Required action: Write out each entry word for word.

###

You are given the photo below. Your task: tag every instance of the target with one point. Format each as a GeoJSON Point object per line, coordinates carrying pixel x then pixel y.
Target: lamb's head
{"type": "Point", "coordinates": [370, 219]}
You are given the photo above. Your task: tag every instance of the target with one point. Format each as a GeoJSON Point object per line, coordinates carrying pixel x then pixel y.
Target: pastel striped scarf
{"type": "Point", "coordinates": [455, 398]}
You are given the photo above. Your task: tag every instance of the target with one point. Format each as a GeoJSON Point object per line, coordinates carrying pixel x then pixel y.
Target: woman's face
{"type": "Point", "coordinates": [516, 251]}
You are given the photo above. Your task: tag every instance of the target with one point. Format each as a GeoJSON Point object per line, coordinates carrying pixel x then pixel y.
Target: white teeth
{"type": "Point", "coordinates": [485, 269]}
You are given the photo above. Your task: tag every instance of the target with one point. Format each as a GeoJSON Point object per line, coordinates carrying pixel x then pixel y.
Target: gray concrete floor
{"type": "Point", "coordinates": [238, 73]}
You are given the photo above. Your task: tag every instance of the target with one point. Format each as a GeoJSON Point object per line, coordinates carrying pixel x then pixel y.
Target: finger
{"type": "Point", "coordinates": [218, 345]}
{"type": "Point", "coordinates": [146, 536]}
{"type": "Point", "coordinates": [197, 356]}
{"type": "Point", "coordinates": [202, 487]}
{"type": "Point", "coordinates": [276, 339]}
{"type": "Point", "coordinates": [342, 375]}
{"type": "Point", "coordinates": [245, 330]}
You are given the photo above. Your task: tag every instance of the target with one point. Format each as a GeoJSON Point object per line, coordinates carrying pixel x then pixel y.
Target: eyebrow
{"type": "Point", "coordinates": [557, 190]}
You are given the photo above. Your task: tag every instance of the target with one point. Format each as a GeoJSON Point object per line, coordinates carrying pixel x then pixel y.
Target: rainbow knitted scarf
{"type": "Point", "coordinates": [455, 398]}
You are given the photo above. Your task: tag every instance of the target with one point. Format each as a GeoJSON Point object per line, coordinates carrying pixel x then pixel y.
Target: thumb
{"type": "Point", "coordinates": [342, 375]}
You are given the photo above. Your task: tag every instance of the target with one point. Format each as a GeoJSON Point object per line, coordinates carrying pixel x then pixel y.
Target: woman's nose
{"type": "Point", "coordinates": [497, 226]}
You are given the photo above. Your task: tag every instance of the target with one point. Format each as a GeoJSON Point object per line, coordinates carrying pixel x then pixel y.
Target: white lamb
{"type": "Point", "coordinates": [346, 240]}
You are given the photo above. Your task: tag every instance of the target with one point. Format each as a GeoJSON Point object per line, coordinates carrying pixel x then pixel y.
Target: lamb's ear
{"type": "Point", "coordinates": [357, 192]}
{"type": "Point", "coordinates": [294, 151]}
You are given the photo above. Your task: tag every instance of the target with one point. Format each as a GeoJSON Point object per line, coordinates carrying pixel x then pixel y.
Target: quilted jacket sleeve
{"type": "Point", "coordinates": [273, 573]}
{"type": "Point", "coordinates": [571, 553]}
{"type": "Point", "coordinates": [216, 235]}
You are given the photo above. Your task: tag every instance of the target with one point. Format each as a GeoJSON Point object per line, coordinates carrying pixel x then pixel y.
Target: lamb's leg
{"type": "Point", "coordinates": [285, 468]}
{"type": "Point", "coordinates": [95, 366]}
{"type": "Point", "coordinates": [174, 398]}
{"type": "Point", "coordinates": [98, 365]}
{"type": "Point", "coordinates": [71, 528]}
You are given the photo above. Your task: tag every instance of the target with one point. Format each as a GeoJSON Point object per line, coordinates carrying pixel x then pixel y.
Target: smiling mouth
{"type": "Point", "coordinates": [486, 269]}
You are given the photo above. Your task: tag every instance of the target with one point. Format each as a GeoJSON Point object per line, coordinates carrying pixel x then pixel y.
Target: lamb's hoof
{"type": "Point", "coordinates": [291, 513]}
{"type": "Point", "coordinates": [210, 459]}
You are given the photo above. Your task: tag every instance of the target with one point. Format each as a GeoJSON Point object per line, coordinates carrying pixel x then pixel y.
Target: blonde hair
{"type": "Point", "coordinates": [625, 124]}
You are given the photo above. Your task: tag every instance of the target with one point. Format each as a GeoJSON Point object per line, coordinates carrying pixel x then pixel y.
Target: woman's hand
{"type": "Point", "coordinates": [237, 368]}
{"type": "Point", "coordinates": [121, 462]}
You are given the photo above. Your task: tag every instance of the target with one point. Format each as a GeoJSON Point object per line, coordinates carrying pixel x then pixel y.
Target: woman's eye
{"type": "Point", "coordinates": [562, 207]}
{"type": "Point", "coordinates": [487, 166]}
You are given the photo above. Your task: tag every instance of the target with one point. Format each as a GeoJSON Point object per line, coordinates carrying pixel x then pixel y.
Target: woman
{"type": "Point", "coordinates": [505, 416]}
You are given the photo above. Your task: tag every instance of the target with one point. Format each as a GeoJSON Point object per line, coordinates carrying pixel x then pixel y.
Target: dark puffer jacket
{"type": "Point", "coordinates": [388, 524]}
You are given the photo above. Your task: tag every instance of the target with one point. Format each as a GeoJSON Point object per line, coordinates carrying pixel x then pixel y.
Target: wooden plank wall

###

Answer section:
You are given the photo below. Your task: tag every instance of the target with one point. Format each as a GeoJSON Point object per line, coordinates carrying pixel x then pixel y.
Target: lamb's head
{"type": "Point", "coordinates": [370, 219]}
You are given the photo above. Your task: tag every instance of the target with one point. Format each as a GeoJSON Point object per line, coordinates carrying pixel x then pixel y.
Target: pastel striped scarf
{"type": "Point", "coordinates": [455, 398]}
You are given the photo above. Your task: tag every instance of the target with one point. Format each as a GeoJSON Point object per line, coordinates carrying pixel x then pixel y.
Target: woman's face
{"type": "Point", "coordinates": [516, 251]}
You are given the photo above. Your task: tag every instance of the target with one point. Format each as a GeoJSON Point object per line, coordinates carrying pixel x then pixel y.
Target: white teeth
{"type": "Point", "coordinates": [485, 269]}
You are given the photo above. Your task: tag every instance of the target with one point. Format each as a GeoJSON Point object per line, coordinates carrying pixel x then pixel y.
Target: gray concrete floor
{"type": "Point", "coordinates": [238, 73]}
You are given the photo above. Your task: tag every instance of the target with one point. Format each as a GeoJSON Point object per line, coordinates carrying pixel x then pixel y.
Target: finger
{"type": "Point", "coordinates": [218, 345]}
{"type": "Point", "coordinates": [146, 536]}
{"type": "Point", "coordinates": [197, 356]}
{"type": "Point", "coordinates": [202, 487]}
{"type": "Point", "coordinates": [276, 339]}
{"type": "Point", "coordinates": [342, 375]}
{"type": "Point", "coordinates": [245, 330]}
You are given the photo above. Your task: tag every instance of the target with one point. Format each as a GeoJSON Point object per line, coordinates carrying pixel x then pixel y.
Target: eyebrow
{"type": "Point", "coordinates": [557, 190]}
You are given the photo above. Your task: tag every instance of the target with one point. Format each as a GeoJSON Point object per line, coordinates carrying pixel x then pixel y.
Target: rainbow knitted scarf
{"type": "Point", "coordinates": [455, 398]}
You are given the photo above. Your task: tag every instance of the target with one point. Format each as a GeoJSON Point object per line, coordinates carrying pixel x then pixel y.
Target: thumb
{"type": "Point", "coordinates": [342, 375]}
You are given the photo above. Your task: tag every instance of the target with one point. Format each as a GeoJSON Point object per line, coordinates carrying pixel x then pixel y.
Target: woman's nose
{"type": "Point", "coordinates": [497, 226]}
You are given the photo above. Your task: tag every instance of the target with one point. Format each as a GeoJSON Point object per line, coordinates carrying pixel x then pixel y.
Target: white lamb
{"type": "Point", "coordinates": [346, 240]}
You are given the photo above. Your task: tag every instance of the target with one point. Format each as a GeoJSON Point object per line, coordinates carrying pixel x then pixel y.
Target: lamb's ear
{"type": "Point", "coordinates": [357, 192]}
{"type": "Point", "coordinates": [294, 151]}
You are given the photo above. Your task: tag every instance of the target with one point. Format each as a GeoJSON Point object per line, coordinates carrying pixel x then pixel y.
Target: quilted jacket sleeve
{"type": "Point", "coordinates": [273, 573]}
{"type": "Point", "coordinates": [571, 553]}
{"type": "Point", "coordinates": [216, 235]}
You are given the photo above. Your task: tag every instance of the target with one point. Format each as a GeoJSON Point object per line, coordinates carrying pixel x then pixel y.
Target: lamb's leg
{"type": "Point", "coordinates": [285, 468]}
{"type": "Point", "coordinates": [95, 366]}
{"type": "Point", "coordinates": [174, 398]}
{"type": "Point", "coordinates": [98, 365]}
{"type": "Point", "coordinates": [71, 528]}
You are given the photo above. Your task: tag every instance of the target with one point. Format each as a GeoJSON Point object per line, coordinates carrying pixel x then pixel y.
Target: smiling mouth
{"type": "Point", "coordinates": [486, 269]}
You are given the photo above. Your task: tag every instance of the target with one point. Format each as a GeoJSON Point object per line, coordinates carrying pixel x then pixel y.
Target: lamb's hoof
{"type": "Point", "coordinates": [291, 513]}
{"type": "Point", "coordinates": [210, 459]}
You are given the photo above. Your task: tag every instance of the target with one point. Format each as a GeoJSON Point object per line, coordinates carrying pixel x then pixel y.
Target: blonde hair
{"type": "Point", "coordinates": [625, 124]}
You are given the photo above. Your task: tag every instance of the target with one point. Format each as a GeoJSON Point object per line, coordinates carrying pixel x then pixel y.
Target: woman's hand
{"type": "Point", "coordinates": [237, 368]}
{"type": "Point", "coordinates": [121, 462]}
You are given the photo above. Your task: tag every instance of the target with one point. Format each as a GeoJSON Point object per line, coordinates carrying pixel x then pixel y.
Target: woman's eye
{"type": "Point", "coordinates": [562, 207]}
{"type": "Point", "coordinates": [487, 166]}
You are given the photo above. Your task: tag every instance of the target with one point. Format each as a GeoJSON Point object per line, coordinates carrying pixel x then pixel y.
Target: woman
{"type": "Point", "coordinates": [505, 416]}
You are given the photo above. Your task: tag every instance of the target with one point. Format each as a GeoJSON Point object per line, coordinates carrying pixel x then pixel y.
Target: dark puffer jacket
{"type": "Point", "coordinates": [388, 524]}
You are given the photo above. Your task: tag every instance of the target with one point. Format each as a GeoJSON Point object per line, coordinates carrying pixel x then pixel y.
Target: wooden plank wall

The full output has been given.